• **TASK PROMPT**
Could you pick up the birthday piece below where it stops and write what comes next?

It’s my girl’s birthday. Commence the partying!
A week or so ago, I asked her what she wanted for her birthday.
(well, within reason, you know)
I batted around a couple of things that she’s enjoyed before. Magazine subscription. Shoes. Clothes.
Nothing was resonating with her.
She just shrugged.
Well okay, technically the shrug was in my mind because we were texting and on the phone, but yeah, pretty sure she shrugged. I have known her for nineteen years now.
“I don’t know. I don’t have a clue.”
I told her that was okay.
“No. It’s not. I don’t like that I don’t know myself.”
The words that came to me came instantly.
“It’s hard to pin down a moving target.”
I don’t know where those words came from but they just made sense.
After all, in the past two, four years my girl has grown by leaps and bounds. She’s been forced to by life and death, and she’s made choices on her own that required a level of maturity that I can hardly fathom.

• **SUPPLIED DATA**
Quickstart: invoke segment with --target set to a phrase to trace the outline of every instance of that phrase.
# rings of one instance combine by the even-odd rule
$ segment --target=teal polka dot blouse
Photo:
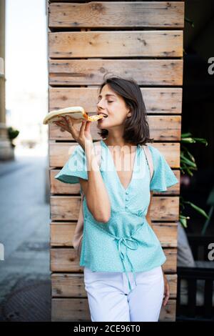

• **ANSWER TO THE EXERCISE**
And then there are moments that I realize she’s still my girl. When we laugh together over a memory or something that just happened. When she complains about my helicopter parenting or I turn my head so I don’t have to look in her room. When we sit and talk for hours or volley messages back and forth. She’s still my girl, and yet she’s so much more.
It makes sense that she has a hard time figuring out her likes and dislikes and preferences and favorite things right now. She’s growing and changing, and it absolutely makes sense that as she changes, so might all of those things.
A sweet friend shared a quote tonight from Maya Angelou.
That right there. My sweet girl, it’s okay that you don’t know what you want. That’s absolutely wonderful. You are growing, changing, transforming. From one beautiful creature to another. I am sure if you asked the caterpillar what she wants and then asked the butterfly, they would be quite different. The butterfly doesn’t need several pairs of shoes at one time and the caterpillar doesn’t need wing cleaner. But they are one and the same.
And, I’m just guessing here, when the precious creature is at her innermost changing tucked inside her cocoon, if someone asked her what she wanted, she’d very likely say, “I don’t know. It’s like I don’t even know who I am.”
Tonight I’m thankful for words that come into my head and show up on my Facebook feed just when I need them most. I’m thankful for growing and changing and beauty all around, as scary and hard as it might be to see when we’re in the middle of it.
Here’s to my girl and all of those like her, those who are in the midst of transforming. I cannot wait to see what all of you beautiful people become next.
Love to all.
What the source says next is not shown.